==== RAW RECORDS

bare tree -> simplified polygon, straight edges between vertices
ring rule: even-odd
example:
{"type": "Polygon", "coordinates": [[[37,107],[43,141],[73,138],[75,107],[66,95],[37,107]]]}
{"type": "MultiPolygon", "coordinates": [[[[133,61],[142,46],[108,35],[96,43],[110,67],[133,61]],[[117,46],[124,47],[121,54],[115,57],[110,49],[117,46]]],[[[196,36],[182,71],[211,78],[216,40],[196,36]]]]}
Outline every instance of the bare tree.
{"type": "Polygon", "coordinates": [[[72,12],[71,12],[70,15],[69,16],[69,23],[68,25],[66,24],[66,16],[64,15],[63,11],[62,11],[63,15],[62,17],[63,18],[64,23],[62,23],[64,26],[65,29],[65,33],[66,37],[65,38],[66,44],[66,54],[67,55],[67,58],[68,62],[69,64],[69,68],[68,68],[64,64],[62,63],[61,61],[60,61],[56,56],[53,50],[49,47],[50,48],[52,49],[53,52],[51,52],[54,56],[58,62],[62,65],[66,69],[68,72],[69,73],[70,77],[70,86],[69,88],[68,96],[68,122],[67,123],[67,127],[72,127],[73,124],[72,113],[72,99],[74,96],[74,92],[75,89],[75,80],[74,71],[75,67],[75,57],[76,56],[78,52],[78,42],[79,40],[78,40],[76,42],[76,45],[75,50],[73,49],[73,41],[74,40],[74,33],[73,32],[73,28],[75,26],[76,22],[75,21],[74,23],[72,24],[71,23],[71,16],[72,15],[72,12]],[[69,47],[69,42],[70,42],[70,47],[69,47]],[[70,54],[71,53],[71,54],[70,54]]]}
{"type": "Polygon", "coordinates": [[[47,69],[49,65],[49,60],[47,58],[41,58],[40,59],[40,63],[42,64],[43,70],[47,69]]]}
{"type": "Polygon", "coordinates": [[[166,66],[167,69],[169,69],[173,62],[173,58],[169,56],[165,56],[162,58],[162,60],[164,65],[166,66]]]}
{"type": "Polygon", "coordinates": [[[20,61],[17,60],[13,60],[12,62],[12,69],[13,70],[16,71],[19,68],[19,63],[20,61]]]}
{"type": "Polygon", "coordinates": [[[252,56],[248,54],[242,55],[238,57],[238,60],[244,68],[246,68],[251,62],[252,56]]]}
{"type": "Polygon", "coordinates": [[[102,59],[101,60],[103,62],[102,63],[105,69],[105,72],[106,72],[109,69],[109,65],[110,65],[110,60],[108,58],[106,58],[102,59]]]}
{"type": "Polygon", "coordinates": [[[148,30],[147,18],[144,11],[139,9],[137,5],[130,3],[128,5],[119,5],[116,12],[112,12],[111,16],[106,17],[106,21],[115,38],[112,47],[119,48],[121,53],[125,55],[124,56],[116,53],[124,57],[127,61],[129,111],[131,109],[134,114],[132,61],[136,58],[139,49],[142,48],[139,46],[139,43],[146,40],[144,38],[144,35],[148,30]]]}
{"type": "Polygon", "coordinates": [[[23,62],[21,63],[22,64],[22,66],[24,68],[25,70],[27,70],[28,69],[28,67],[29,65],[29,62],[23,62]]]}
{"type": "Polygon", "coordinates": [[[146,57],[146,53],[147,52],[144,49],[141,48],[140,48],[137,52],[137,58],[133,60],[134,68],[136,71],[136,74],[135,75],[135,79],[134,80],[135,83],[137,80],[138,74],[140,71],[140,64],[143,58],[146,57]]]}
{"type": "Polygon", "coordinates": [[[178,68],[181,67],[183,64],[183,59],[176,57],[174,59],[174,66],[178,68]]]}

========

→ TASK GOAL
Return the entries verbatim, beginning at their first line and stopping after the line that contains "Outline every instance of the bare tree.".

→ SOLVED EXERCISE
bare tree -> simplified polygon, straight edges between vertices
ring rule: even-odd
example:
{"type": "Polygon", "coordinates": [[[37,107],[43,141],[73,138],[75,107],[66,95],[37,107]]]}
{"type": "MultiPolygon", "coordinates": [[[[133,61],[142,46],[108,35],[96,43],[110,67],[133,61]],[[117,46],[124,47],[121,54],[115,57],[110,49],[117,46]]],[[[196,36],[182,71],[211,78],[216,40],[196,36]]]]}
Outline every instance of the bare tree.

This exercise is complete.